__DESCRIPTION OF THE TASK__. Copy the material below line for line, without changing anything.

═════ RECORDED INFORMATION ═════

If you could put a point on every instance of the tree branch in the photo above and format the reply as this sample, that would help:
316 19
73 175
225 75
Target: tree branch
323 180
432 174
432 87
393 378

═════

__SOLUTION TO THE PROBLEM__.
If you could put a point on every instance of the tree branch in the photo above and format the reply as this sample, that would help:
316 19
73 175
225 75
Target: tree branch
323 180
432 174
432 87
393 378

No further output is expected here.